Document excerpt start

I know sometimes the math in Machine Learning is very obscure. It’s better if we think about it as a black box, but that model was very “magical” for my standards.

In such situations, I usually try to search on Google for more references to better grasp the concept. This time I got even more confused. While Prof. Ng called the algorithm as (Low Factor) Matrix Factorization, I found a different nomenclature on the internet: Singular Value Decomposition.

What confused me the most was that Singular Value Decomposition was very different from what Prof. Ng had taught. People kept suggesting they were both the same thing.

In this text, I will summarize my findings and try to clear up some of the confusion those terms can cause.

Recommender Systems

Recommender Systems (RS) are just automated ways to recommend something to someone. Such systems are broadly used by e-commerce companies, streaming services and news websites. It helps to reduce the friction of users when trying to find something they like.

RS are definitely not a new thing: they have been featured since at least 1990. In fact, part of the recent Machine Learning hype can be attributed to interest in RS. In 2006, Netflix made a splash when they sponsored a competition to find the best RS for their movies. As we will see soon, that event is related to the nomenclature mess that followed.

Document excerpt end
Record excerpts start

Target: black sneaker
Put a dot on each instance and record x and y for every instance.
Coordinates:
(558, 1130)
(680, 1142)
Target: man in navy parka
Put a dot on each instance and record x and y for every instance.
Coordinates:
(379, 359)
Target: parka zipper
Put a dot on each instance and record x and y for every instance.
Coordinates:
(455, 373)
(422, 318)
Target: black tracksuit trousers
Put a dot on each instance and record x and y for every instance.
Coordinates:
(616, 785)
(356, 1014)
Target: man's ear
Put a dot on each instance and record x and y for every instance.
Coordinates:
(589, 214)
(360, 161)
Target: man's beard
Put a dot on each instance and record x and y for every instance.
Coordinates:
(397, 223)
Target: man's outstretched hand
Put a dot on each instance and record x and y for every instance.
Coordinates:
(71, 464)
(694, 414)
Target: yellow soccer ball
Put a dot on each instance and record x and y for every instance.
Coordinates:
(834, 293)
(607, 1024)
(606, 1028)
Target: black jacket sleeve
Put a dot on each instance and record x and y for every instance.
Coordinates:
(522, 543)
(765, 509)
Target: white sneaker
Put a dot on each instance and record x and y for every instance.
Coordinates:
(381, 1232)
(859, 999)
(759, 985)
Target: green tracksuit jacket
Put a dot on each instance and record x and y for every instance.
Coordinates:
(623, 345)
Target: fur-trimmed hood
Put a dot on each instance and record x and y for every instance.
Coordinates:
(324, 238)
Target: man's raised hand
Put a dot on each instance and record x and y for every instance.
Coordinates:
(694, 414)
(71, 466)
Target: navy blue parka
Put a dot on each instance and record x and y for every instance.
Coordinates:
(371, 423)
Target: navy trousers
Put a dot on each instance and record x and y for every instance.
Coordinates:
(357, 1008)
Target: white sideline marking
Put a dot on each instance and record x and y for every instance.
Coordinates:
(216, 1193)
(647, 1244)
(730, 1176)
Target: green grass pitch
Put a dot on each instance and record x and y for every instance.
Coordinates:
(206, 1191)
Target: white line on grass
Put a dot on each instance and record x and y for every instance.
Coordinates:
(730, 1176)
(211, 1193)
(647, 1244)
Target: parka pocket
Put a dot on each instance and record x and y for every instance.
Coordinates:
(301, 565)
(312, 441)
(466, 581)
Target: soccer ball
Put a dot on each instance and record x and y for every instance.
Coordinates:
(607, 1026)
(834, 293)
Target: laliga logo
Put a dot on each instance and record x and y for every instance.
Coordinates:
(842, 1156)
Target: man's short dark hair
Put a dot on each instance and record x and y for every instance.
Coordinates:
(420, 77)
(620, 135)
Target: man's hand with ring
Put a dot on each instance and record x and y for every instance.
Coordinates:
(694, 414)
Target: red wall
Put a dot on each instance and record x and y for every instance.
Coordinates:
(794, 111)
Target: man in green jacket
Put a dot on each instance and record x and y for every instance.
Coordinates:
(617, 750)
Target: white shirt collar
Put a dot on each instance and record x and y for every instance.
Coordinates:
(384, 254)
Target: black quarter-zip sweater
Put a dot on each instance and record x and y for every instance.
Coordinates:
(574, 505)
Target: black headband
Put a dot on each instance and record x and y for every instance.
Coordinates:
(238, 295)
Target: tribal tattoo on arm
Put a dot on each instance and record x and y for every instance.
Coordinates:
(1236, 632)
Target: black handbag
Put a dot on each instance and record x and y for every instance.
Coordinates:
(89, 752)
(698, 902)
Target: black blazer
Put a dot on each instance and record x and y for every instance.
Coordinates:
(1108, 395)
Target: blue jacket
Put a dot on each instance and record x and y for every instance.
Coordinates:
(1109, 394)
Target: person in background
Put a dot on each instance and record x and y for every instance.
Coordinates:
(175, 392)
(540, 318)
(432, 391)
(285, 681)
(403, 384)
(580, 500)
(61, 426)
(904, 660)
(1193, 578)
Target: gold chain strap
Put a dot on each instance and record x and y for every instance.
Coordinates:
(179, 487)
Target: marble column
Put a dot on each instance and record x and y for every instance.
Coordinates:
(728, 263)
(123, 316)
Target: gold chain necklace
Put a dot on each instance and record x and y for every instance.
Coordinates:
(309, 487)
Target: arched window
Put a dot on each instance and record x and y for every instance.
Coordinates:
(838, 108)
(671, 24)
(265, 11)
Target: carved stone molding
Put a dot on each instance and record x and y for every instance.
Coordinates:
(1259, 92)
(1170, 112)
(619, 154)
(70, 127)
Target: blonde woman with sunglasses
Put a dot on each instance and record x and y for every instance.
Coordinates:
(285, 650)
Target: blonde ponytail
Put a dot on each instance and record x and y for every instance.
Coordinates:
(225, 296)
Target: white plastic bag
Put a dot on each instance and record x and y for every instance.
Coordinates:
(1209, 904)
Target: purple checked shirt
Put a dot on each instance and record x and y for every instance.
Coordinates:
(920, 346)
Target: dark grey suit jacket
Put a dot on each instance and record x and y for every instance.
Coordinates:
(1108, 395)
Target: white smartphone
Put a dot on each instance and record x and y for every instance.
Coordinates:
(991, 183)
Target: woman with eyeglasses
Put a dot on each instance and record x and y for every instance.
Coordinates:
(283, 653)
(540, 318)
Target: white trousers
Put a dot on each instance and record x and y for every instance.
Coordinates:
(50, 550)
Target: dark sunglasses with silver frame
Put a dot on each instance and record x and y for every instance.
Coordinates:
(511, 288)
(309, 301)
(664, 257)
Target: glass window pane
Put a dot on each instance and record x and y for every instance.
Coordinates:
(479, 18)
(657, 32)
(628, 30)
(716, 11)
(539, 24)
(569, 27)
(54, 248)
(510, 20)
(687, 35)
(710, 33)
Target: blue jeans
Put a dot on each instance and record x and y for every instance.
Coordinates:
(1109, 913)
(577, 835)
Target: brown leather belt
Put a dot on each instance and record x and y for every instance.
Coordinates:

Record excerpts end

[Short exercise]
Continue the piece on recommender systems and matrix factorization, starting right after its final sentence.

[Reply to the task]
The matrix representation

There are a lot of ways a person can think of recommending a movie to someone. One strategy that turned out to be very good is treating movie ratings as a Users x Movies matrix like this:

Created with https://sheetsu.com/

In that matrix, the question marks represent the movies a user has not rated. The strategy then is to predict those ratings somehow and recommend to users the movies they will probably like.

Matrix Factorization

A really smart realization made by the guys who entered the Netflix’s competition (notably Simon Funk) was that the users’ ratings weren’t just random guesses. Raters probably follow some logic where they weight the things they like in a movie (a specific actress or a genre) against things they don’t like (long duration or bad jokes) and then come up with a score.

That process can be represented by a linear formula of the following kind:

where xₘ is a column vector with the values of the features of the movie m and θᵤ is another column vector with the weights that user u gives to each feature. Each user has a different set of weights and each film has a different set of values for its features.

It turns out that if we arbitrarily fix the number of features and ignore the missing ratings, we can find a set of weights and features values that create a new matrix with values close to the original rating matrix. This can be done with gradient descent, very much like the one used in linear regression. Instead of that now we are optimizing two sets of parameters (weights and features) at the same time.

Using the table I gave as an example above, the result of the optimization problem would generate the following new matrix:

Notice that the resulting matrix can’t be an exact copy of the original one in most real datasets because in real life people are not doing multiplications and summations to rate a movie. In most cases, the rating is just a gut feeling that can also be affected by all kinds of external factors. Still, our hope is that the linear formula is a good way to express the main logic that drives users ratings.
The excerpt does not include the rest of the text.